Pick out every line in the material below that contains the word "pier", and copy each of those lines.

===

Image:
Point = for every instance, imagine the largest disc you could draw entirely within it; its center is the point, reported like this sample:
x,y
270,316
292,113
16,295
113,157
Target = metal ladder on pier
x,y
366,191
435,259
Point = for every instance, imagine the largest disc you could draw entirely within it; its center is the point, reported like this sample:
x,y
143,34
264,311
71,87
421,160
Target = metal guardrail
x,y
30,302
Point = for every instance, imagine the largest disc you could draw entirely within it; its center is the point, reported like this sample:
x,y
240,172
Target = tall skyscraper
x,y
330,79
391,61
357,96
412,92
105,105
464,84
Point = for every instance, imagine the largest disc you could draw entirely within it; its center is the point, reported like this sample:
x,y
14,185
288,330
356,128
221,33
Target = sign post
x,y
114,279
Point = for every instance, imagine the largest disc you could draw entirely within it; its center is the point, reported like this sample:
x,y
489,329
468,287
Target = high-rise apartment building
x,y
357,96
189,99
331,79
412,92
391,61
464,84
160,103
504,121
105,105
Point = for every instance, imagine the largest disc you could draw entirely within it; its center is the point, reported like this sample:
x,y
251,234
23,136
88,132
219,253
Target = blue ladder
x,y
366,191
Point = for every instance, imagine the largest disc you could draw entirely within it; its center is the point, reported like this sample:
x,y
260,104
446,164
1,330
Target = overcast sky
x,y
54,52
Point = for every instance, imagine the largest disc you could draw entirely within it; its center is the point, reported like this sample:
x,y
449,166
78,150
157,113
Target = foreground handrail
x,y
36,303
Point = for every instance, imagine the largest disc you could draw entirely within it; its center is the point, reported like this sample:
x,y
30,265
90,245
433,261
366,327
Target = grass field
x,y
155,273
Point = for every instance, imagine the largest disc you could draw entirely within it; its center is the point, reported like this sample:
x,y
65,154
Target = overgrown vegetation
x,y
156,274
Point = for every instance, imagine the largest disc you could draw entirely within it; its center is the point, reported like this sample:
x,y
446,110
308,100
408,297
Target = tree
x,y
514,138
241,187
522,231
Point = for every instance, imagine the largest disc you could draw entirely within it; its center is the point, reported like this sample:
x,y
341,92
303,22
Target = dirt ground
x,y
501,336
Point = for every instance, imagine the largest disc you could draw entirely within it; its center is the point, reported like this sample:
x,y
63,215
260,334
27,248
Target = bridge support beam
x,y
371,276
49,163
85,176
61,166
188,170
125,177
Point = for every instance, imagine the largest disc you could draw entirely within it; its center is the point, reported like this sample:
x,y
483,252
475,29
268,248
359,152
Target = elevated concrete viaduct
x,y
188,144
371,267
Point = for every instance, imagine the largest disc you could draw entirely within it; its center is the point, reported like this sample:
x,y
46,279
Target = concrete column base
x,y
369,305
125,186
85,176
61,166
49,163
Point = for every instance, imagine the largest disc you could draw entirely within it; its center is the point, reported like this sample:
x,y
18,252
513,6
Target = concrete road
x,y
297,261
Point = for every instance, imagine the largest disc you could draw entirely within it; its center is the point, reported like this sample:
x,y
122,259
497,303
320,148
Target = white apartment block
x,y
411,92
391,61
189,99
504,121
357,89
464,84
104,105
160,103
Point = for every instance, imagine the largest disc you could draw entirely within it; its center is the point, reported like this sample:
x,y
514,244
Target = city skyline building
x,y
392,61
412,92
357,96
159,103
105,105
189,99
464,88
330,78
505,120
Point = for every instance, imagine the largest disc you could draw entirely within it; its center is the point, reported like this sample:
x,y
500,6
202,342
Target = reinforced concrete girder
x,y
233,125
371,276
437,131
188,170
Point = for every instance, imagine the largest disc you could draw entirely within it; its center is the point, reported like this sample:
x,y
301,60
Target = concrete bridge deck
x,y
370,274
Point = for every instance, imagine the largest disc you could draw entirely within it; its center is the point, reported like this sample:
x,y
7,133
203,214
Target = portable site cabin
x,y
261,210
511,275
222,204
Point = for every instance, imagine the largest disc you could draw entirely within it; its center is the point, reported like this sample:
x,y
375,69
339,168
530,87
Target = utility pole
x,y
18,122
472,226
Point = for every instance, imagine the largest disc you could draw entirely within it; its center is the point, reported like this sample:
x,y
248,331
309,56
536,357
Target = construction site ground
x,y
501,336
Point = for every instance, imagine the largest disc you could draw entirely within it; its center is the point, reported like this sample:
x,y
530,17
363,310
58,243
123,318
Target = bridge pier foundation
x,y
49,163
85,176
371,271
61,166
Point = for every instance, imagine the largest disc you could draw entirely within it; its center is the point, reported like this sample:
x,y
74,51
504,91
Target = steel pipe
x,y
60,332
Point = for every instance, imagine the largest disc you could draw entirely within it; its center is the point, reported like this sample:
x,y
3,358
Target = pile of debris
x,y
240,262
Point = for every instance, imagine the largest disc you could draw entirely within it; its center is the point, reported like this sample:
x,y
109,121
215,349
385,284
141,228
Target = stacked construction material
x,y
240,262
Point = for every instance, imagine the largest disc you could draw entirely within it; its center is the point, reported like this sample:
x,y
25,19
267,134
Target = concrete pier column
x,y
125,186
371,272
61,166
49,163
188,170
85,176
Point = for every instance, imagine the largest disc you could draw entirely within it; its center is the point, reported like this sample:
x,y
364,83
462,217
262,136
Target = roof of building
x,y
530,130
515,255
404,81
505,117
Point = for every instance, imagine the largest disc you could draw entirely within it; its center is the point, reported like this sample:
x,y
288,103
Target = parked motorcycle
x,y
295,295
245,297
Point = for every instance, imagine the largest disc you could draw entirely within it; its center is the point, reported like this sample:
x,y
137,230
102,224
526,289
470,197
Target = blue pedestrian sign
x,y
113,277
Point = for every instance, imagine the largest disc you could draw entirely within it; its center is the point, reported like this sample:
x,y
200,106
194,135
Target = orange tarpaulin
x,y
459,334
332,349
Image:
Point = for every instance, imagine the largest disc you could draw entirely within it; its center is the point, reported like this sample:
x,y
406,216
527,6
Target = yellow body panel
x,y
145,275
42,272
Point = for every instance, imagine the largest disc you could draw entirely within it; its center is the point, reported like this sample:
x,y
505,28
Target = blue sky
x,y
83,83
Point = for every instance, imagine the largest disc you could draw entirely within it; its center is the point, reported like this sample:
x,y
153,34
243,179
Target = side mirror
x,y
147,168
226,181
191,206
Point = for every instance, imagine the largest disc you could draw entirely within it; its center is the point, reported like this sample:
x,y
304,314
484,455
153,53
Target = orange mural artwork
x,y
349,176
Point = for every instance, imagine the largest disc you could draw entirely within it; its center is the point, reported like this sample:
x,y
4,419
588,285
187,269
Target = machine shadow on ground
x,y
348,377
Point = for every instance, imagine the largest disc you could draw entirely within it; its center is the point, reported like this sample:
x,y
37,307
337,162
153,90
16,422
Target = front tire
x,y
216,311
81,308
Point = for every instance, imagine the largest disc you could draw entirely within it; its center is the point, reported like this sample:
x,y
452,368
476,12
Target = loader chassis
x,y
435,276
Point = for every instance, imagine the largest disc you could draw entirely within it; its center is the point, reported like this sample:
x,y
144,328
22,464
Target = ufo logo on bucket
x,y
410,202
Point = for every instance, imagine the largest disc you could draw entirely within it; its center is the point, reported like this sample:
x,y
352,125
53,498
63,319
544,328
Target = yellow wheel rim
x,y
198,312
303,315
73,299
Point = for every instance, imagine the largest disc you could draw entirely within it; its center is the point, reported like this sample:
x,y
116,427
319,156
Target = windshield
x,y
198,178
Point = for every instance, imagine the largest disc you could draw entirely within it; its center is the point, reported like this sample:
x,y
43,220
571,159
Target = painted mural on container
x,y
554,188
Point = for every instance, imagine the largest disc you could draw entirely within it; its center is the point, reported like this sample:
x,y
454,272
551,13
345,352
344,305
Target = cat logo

===

### Response to the task
Target = metal ladder on pier
Target = bridge pier foundation
Target = concrete pier column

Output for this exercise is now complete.